__Aim of the exercise__: Beginning at the line that contains "One point per instance of the rubber", reproduce every line to the end of the material without changing any of them.
------ Records provided
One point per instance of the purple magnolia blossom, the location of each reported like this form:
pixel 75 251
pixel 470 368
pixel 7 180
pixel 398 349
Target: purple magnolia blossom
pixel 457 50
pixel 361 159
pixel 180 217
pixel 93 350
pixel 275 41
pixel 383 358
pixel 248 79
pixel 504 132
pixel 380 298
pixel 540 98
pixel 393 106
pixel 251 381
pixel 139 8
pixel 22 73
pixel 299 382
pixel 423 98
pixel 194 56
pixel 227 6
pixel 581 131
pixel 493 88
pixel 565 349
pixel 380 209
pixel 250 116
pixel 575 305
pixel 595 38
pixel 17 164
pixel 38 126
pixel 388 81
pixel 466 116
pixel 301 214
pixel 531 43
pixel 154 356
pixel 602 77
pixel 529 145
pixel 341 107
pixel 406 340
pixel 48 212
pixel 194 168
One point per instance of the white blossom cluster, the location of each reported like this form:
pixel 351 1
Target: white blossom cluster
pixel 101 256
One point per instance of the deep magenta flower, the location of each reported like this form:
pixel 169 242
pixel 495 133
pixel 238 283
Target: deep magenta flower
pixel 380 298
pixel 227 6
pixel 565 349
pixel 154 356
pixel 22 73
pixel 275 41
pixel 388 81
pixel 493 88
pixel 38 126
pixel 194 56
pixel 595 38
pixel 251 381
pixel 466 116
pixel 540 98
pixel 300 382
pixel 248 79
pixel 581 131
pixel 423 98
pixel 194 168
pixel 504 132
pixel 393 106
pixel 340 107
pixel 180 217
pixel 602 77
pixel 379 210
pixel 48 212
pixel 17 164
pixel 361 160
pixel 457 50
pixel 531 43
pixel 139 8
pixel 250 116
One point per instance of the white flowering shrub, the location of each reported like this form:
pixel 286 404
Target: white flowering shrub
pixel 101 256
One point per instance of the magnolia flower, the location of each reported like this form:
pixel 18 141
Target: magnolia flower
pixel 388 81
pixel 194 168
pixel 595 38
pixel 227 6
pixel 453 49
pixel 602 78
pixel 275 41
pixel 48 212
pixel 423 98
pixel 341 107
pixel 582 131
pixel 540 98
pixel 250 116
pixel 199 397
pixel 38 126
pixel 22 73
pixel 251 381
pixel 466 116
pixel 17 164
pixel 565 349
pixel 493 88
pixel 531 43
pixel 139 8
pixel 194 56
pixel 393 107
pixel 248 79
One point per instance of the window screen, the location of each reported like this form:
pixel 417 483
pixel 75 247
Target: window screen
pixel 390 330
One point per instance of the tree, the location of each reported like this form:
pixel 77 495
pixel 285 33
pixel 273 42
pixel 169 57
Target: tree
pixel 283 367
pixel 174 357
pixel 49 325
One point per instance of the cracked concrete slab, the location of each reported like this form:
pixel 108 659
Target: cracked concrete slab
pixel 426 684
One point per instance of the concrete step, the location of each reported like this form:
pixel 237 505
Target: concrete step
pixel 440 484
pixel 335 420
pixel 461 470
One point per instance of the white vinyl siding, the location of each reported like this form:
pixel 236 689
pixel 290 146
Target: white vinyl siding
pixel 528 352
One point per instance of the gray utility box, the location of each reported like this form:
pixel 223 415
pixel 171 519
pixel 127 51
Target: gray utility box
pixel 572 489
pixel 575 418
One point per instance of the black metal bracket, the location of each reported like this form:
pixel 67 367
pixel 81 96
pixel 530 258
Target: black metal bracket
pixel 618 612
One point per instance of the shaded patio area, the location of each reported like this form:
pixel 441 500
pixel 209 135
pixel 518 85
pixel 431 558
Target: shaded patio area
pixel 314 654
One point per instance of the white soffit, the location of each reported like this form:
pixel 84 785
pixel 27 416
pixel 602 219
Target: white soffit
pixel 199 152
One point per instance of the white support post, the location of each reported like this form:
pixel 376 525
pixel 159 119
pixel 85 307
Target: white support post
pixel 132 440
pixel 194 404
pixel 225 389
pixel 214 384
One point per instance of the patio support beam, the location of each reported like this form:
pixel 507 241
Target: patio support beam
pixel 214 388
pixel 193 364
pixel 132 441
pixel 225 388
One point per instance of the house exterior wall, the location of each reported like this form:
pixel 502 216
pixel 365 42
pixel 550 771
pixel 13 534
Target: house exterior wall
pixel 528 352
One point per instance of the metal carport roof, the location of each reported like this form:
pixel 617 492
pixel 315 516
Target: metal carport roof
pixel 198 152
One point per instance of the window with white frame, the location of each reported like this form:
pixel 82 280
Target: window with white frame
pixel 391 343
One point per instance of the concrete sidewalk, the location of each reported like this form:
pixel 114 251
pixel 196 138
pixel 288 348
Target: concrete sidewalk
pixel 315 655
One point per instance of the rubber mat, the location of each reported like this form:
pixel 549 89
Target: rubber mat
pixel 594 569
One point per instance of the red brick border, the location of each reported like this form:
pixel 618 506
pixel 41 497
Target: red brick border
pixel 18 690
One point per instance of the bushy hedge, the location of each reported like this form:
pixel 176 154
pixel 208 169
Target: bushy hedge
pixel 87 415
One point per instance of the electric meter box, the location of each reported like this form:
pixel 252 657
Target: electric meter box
------------
__Full response__:
One point per instance of the rubber mat, the location of each reported like this form:
pixel 549 89
Target: rubber mat
pixel 594 569
One point per instance of the red brick border, the location of each reported like this form:
pixel 618 506
pixel 41 497
Target: red brick border
pixel 18 690
One point per instance of the bushy hedge, the location of each reported like this form:
pixel 176 154
pixel 208 169
Target: bushy hedge
pixel 87 415
One point per instance of the electric meter box, the location of each reported like this form:
pixel 252 657
Target: electric meter box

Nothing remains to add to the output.